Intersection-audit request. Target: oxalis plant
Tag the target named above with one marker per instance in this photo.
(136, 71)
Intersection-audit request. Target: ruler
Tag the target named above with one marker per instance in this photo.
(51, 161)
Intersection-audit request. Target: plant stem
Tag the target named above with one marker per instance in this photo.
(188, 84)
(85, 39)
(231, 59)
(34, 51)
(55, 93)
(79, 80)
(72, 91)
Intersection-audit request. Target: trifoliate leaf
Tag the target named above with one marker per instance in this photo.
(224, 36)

───

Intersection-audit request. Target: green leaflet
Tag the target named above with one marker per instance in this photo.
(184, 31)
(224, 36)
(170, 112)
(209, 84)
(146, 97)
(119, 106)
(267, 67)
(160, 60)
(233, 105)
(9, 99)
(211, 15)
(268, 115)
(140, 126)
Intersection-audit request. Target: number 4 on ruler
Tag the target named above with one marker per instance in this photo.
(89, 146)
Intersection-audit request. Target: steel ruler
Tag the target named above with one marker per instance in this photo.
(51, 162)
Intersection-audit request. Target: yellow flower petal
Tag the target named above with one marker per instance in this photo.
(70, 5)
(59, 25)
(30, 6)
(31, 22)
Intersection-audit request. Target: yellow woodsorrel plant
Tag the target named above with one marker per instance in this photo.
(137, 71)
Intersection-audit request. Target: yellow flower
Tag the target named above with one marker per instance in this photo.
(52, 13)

───

Set exercise
Return each line of the material above that contains the string "ruler".

Expected output
Intersection-audit request. Target: ruler
Intersection-audit request. Target: number 4 on ruler
Intersection-audit request. Target: steel ruler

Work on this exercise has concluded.